EXERCÍCIO PROPOSTO 1:
De acordo com o trecho apresentado, de que natureza é o critério que o legislador estabeleceu para a formação da coisa julgada no Direito brasileiro?
EXERCÍCIO PROPOSTO 2:
Informe quantas linhas da listagem contêm a palavra "white", distinguindo maiúsculas de minúsculas. Responda somente com o número.

TRECHO APRESENTADO:
O choque entre essas duas situações, a princípio aparentemente conflituosas, fez com que a doutrina e a jurisprudência começassem a questionar a autoridade da coisa julgada nas ações de paternidade, ao fundamento de que tal disparidade se caracterizaria como uma situação de extrema injustiça, que não poderia ser eternizada, em nome da segurança e da estabilidade das relações sociais.

Nesse ínterim, a questão da verdade biológica e, por conseguinte, da justiça (ou injustiça) da sentença que julga a paternidade sem amparo em prova pericial genética constituem um dos pontos principais da teoria da relativização da coisa julgada nessa espécie de ação.

Já tivemos a oportunidade de demonstrar no presente trabalho, que o critério estabelecido pelo legislador para a formação da coisa julgada, no Direito brasileiro, é objetivo e não se prende a questões como a justiça ou injustiça do conteúdo veiculado pela decisão.

O legislador, por razões políticas, opta por estabelecer um momento a partir do qual os litígios entre as partes têm fim e as questões existentes, decididas pelo Poder Judiciário, não podem mais ser objeto de discussão.

Isso se faz de forma a garantir a segurança e a estabilidade das relações jurídicas e, por conseguinte, restabelecer a paz social.

A prevalência da segurança jurídica em detrimento da justiça das decisões decorre, portanto, da escolha feita pelo legislador que, entre o risco político de haver uma sentença injusta no caso concreto e o risco político de instaurar-se a insegurança, a desordem e o caos social, se preocupou em impedir o segundo, embora também não tenha descuidado do primeiro 45. Tanto assim, que, se por um lado assegurou a garantia da intangibilidade da coisa julgada, por outro estabeleceu um complexo sistema recursal, que propicia a discussão, em mais de uma instância, em torno da justiça ou injustiça da decisão.

Quanto a esse aspecto, anota MOACYR AMARAL SANTOS:

A verdadeira finalidade de processo, como instrumento destinado à composição da lide é fazer justiça, pela atuação da vontade da lei ao caso concreto. Para obviar a possibilidade de injustiças, as sentenças são impugnáveis por via de recursos, que permitem o reexame do litígio e a reforma da decisão. A procura de justiça, entretanto, não pode ser indefinida, mas deve ter um limite por exigência de ordem pública, qual seja a estabilidade dos direitos, que inexistiria se não houvesse um termo além do qual a sentença se tornou imutável 46.

Não se questiona, aqui, nenhum desses conceitos. Entretanto, a grande questão que se coloca, quanto a esse aspecto, é que ao garantir indiscutibilidade e imutabilidade a uma decisão que contempla uma realidade distinta da realidade fática a pretexto de garantir a segurança de todos, o sistema acaba por criar um cenário de insegurança e instabilidade na qual a prestação jurisdicional é dada em torno de uma situação inexistente, na qual a resposta que o cidadão recebe do Estado para o seu conflito de interesses não é condizente com a realidade.

A LISTAGEM:
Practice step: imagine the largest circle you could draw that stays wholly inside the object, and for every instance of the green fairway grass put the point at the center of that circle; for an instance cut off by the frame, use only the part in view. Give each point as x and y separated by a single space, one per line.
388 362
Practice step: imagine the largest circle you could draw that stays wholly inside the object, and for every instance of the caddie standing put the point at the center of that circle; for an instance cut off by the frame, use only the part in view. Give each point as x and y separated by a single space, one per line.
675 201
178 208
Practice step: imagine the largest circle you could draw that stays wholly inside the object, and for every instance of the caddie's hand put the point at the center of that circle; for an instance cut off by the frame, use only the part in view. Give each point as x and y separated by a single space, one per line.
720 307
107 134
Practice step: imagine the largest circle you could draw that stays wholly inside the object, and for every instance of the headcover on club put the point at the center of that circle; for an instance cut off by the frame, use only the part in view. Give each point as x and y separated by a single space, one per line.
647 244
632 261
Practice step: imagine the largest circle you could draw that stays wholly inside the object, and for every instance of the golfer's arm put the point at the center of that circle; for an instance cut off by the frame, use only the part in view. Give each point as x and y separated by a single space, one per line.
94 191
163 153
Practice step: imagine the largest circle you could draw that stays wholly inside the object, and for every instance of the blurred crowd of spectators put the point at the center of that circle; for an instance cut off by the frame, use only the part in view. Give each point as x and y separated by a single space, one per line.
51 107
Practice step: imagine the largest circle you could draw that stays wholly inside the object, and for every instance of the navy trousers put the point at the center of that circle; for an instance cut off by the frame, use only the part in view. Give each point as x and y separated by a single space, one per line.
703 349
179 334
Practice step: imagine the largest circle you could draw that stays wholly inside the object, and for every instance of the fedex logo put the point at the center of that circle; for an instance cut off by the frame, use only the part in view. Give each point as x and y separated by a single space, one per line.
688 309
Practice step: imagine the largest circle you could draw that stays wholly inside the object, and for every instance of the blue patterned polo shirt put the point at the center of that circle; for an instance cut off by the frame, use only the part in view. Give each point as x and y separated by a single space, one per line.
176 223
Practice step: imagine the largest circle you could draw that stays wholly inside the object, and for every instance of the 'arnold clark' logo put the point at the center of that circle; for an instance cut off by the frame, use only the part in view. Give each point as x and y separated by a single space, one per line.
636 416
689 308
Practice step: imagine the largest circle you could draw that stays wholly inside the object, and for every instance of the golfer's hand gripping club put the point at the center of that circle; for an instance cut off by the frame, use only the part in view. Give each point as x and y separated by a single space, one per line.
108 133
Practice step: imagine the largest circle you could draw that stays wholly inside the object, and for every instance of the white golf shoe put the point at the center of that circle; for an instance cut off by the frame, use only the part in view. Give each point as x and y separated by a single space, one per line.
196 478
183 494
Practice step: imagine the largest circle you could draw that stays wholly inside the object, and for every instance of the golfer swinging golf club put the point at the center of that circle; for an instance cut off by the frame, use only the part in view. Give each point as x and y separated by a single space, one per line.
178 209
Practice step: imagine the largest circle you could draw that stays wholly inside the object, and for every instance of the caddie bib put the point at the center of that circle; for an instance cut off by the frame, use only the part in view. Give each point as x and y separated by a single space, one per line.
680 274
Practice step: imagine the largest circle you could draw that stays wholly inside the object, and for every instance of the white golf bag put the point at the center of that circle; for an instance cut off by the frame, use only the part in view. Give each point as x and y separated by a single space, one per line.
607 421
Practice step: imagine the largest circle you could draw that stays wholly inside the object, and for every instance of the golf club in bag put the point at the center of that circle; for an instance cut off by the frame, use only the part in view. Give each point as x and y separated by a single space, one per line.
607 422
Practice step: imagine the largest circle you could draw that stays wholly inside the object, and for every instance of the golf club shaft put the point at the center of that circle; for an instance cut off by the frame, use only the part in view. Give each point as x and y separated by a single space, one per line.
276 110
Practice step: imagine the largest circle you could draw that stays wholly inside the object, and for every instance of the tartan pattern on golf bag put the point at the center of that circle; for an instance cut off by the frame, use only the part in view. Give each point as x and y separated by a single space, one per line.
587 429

RESPOSTA REDIGIDA 1:
É um critério objetivo, que não se prende à justiça ou injustiça do conteúdo veiculado pela decisão.

RESPOSTA REDIGIDA 2:
2